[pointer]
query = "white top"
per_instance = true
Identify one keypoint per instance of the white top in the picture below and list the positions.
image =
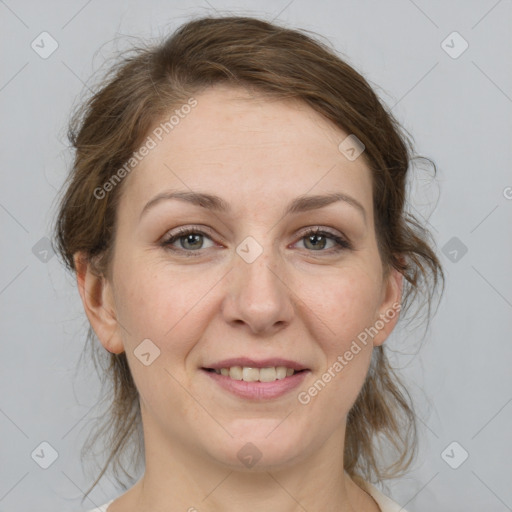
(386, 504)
- - - - -
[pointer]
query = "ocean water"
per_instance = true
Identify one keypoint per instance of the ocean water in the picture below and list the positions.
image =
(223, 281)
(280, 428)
- - - - -
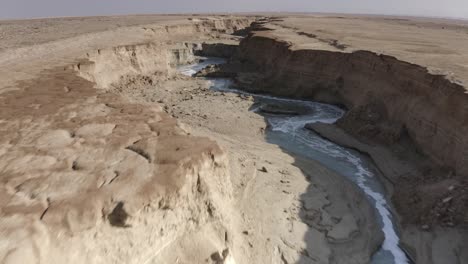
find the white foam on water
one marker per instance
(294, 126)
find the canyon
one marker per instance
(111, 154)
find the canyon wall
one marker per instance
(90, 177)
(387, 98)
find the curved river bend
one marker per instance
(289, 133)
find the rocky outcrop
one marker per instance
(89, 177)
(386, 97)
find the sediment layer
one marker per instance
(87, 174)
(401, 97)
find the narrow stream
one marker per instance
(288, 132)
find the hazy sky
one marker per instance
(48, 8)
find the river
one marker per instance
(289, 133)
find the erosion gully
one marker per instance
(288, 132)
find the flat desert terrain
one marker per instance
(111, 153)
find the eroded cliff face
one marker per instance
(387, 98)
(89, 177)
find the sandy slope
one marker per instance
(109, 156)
- - - - -
● Directions for this task
Scan the entries above, and wherever a line holds the string "positions", copy it.

● Task result
Identify one keypoint per instance of the white top in the picture below and list the positions.
Identify one keypoint per instance of the ocean water in the picture below and list the positions.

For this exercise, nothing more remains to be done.